Brano da esaminare

+-------+

In collaborazione con Redazione Humanitas News pubblicato il 9 settembre 2016

Medicina personalizzata in ematologia, lo studio del genoma neoplastico è in grado di predire il successo del trapianto nelle leucemie acute e croniche. Lo evidenzia uno studio del Gruppo Italiano Trapianti (GITMO), coordinato dal prof. Matteo Della Porta, Responsabile della sezione Leucemie di Humanitas, e pubblicato sulla prestigiosa rivista Journal of Clinical Oncology.

Cosa sono le sindromi mielodisplastiche?

Le sindromi mielodisplastiche sono patologie del midollo osseo (leucemie), caratterizzate da una fase cronica (anemia severa) e, nel tempo, da un’evoluzione acuta.

L’incidenza delle sindromi mielodisplastiche è in costante aumento nella popolazione anziana, e recentemente esse sono state riconosciute come patologie di impatto critico per le politiche sanitarie dalla Società Americana di Ematologia

Quali sono le cure ad oggi disponibili per le sindromi mielodisplastiche?

Il trapianto di cellule staminali rappresenta ad oggi l’unica opportunità di cura. Tuttavia la procedura è gravata da un rischio di mortalità e insuccesso (ripresentazione della malattia). Inoltre parametri clinici tradizionali non sono in grado di predire in modo efficiente l’esito del trapianto nel singolo paziente.

+-------+

Elenco delle attività
**1)** Sostituisci "patologie" con "malattie" nel brano sulle sindromi mielodisplastiche e riscrivi la parte che inizia con "Le sindromi mielodisplastiche sono" e prosegue fino a "per le sindromi mielodisplastiche?".
**2)** Prosegui il brano sulle sindromi mielodisplastiche dal punto in cui termina.
Per questo lavoro i dati non sono necessari.

Dati forniti
+-------+

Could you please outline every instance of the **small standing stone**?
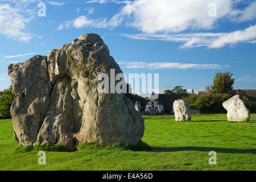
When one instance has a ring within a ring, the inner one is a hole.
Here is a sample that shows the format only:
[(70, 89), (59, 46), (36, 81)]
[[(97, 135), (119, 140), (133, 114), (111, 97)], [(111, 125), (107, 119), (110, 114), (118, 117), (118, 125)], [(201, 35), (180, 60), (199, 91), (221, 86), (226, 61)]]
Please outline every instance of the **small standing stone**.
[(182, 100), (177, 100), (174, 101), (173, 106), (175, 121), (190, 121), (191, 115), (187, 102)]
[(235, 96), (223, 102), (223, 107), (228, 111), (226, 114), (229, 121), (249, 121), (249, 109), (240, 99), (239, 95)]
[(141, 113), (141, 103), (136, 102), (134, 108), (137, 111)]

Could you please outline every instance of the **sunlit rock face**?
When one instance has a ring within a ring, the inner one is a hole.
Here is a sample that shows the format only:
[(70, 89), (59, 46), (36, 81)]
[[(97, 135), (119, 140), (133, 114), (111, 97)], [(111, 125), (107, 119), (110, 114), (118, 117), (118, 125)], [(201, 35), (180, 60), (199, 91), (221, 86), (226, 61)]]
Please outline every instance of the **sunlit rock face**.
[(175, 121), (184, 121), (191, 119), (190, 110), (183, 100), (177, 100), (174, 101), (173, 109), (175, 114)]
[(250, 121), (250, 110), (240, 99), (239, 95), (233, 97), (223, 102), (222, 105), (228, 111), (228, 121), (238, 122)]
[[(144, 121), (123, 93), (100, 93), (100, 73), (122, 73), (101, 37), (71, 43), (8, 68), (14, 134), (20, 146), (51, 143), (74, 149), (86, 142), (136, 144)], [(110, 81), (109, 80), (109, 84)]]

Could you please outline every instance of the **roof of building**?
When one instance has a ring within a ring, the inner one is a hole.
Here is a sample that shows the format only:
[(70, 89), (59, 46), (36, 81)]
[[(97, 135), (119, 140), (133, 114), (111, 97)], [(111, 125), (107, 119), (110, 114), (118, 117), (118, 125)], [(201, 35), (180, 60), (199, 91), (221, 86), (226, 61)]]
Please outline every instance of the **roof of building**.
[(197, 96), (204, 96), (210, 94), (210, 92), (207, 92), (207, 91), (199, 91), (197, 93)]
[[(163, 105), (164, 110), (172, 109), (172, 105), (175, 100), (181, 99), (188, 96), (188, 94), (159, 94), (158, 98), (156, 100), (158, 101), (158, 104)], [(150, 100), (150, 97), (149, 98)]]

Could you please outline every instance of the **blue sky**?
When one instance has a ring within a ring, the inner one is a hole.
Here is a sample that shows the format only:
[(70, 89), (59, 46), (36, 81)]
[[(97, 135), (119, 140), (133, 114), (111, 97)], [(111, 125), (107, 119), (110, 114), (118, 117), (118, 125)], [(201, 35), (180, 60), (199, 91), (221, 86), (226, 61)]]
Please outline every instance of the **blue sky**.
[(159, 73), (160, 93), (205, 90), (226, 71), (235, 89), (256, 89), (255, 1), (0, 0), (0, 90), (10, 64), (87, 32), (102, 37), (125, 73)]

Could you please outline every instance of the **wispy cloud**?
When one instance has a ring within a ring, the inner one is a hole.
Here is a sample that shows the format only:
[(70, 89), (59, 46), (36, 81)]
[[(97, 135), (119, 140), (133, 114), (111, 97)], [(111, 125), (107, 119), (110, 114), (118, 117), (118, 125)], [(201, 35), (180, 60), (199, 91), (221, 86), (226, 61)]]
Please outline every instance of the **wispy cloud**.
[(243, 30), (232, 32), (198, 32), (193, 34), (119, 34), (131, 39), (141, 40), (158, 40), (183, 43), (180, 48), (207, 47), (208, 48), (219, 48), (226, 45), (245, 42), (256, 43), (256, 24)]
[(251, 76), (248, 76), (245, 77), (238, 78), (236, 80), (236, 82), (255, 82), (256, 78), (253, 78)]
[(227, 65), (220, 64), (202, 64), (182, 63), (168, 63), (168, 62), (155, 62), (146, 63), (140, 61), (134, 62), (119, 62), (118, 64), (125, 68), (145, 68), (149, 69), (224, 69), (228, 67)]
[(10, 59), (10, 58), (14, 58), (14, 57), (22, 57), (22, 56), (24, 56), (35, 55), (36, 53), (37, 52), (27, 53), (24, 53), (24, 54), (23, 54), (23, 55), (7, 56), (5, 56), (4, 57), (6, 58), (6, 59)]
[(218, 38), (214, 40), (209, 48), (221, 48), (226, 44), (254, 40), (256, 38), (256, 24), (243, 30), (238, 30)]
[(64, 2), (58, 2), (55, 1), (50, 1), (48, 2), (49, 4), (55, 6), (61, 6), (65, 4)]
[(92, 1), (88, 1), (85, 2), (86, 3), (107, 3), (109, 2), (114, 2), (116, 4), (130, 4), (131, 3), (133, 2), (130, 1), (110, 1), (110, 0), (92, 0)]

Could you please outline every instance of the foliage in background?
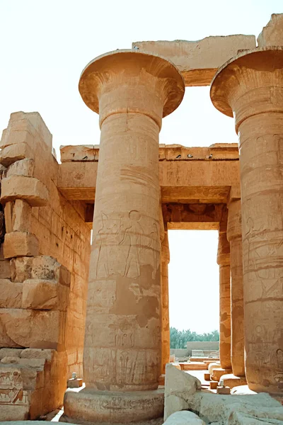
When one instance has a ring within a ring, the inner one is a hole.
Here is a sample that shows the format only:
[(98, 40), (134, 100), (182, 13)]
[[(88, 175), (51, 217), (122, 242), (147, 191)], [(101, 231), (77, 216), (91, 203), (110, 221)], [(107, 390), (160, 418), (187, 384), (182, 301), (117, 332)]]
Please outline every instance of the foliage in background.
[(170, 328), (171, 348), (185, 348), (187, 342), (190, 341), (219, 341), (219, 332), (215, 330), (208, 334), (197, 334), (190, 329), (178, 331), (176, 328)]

+-------+

Soluzioni degli esercizi
**1)**
Le sindromi mielodisplastiche sono malattie del midollo osseo (leucemie), caratterizzate da una fase cronica (anemia severa) e, nel tempo, da un’evoluzione acuta.

L’incidenza delle sindromi mielodisplastiche è in costante aumento nella popolazione anziana, e recentemente esse sono state riconosciute come malattie di impatto critico per le politiche sanitarie dalla Società Americana di Ematologia

Quali sono le cure ad oggi disponibili per le sindromi mielodisplastiche?

**2)**
Nuove prospettive di cura

“In anni recenti – spiega il prof. Della Porta – tecnologie avanzate per lo studio del genoma hanno aperto la strada a nuove prospettive terapeutiche, rendendo possibile lo studio dei meccanismi biologici alla base di molte malattie del sangue”.

Il Gruppo Italiano Trapianti (GITMO), ha pubblicato il primo studio che dimostra come l’analisi del genoma neoplastico (ottenuto dalle cellule del sangue) è in grado di predire il successo del trapianto nelle sindromi mielodisplastiche e nelle leucemie acute.

Il progetto – finanziato da AIRC (Associazione Italiana Ricerca sul Cancro), Fondazione Veronesi e Fondazione Cariplo – ha comportato l’arruolamento di 400 pazienti sottoposti a trapianto di cellule staminali. I dati raccolti hanno permesso di individuare tre geni (TP53, RUNX1, ASXL1) che, se mutati, sono inevitabilmente associati a fallimento del trapianto. Lo studio ha inoltre chiarito i meccanismi molecolari che determina la ricomparsa di malattia a distanza di tempo dopo il trattamento.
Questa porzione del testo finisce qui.